● Task list:
1. Using the whole-drive fill text below, decide whether each statement agrees with it, answering yes or no and quoting the words that settle it: (a) The test writes 128kB sequential blocks at queue depth 32. (b) On the SU750, performance changes gradually once the SLC cache fills. (c) After its cache fills, the SU750 writes faster than the Samsung 860 QVO.
2. Print the stretch of the whole-drive fill text below from "The SLC write" through "up is abrupt.".

Whole-Drive Fill

This test starts with a freshly-erased drive and fills it with 128kB sequential writes at queue depth 32, recording the write speed for each 1GB segment. This test is not representative of any ordinary client/consumer usage pattern, but it does allow us to observe transitions in the drive's behavior as it fills up. This can allow us to estimate the size of any SLC write cache, and get a sense for how much performance remains on the rare occasions where real-world usage keeps writing data after filling the cache.

The SLC write cache on the 1TB ADATA SU750 is quite large, lasting for about 345GB of sequential writes before performance drops down to QLC-like speeds. In both phases, the performance is very consistent, and the transition when the SLC cache fills up is abrupt.

Sustained 128kB Sequential Write (Power Efficiency)
Average Throughput for last 16 GB Overall Average Throughput

The post-cache write speed of the SU750 is actually even slower than the QLC-based Samsung 860 QVO, but the much larger cache on the SU750 means its overall average write speed across the entire drive filling process is slightly faster.

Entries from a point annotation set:

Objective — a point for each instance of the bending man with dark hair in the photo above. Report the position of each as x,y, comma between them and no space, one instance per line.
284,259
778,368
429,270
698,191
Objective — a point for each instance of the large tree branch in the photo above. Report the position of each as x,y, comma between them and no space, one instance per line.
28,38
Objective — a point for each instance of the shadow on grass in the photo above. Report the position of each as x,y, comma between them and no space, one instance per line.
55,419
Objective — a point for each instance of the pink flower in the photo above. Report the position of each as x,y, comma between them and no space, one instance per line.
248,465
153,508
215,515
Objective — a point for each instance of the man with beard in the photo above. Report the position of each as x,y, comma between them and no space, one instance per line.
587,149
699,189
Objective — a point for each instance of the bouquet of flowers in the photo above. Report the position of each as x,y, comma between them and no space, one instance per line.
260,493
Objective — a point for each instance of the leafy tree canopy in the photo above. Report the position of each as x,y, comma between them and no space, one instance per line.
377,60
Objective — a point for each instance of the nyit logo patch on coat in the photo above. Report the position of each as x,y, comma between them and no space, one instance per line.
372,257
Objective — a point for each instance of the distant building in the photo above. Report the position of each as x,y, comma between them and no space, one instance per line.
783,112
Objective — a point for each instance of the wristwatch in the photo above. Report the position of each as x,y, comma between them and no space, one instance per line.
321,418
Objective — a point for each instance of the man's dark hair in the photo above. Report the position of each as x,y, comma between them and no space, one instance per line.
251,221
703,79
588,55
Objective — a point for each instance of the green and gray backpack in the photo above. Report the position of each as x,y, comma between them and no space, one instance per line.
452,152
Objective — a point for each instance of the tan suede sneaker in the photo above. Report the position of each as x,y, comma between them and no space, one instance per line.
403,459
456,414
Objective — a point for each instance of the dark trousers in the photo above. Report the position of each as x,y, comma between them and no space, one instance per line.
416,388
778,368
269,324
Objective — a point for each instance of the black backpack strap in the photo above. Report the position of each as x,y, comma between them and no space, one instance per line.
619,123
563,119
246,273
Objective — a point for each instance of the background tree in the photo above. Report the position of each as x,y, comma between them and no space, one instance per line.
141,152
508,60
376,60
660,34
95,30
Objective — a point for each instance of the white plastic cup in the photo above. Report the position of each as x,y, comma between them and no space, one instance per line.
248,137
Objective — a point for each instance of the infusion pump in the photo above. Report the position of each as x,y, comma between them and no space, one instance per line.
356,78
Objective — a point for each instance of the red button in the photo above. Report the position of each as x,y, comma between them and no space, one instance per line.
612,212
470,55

● Correct answers:
1.
(a) Yes: "fills it with 128kB sequential writes at queue depth 32"
(b) No: "the transition when the SLC cache fills up is abrupt"
(c) No: "The post-cache write speed of the SU750 is actually even slower than the QLC-based Samsung 860 QVO"

2.
The SLC write cache on the 1TB ADATA SU750 is quite large, lasting for about 345GB of sequential writes before performance drops down to QLC-like speeds. In both phases, the performance is very consistent, and the transition when the SLC cache fills up is abrupt.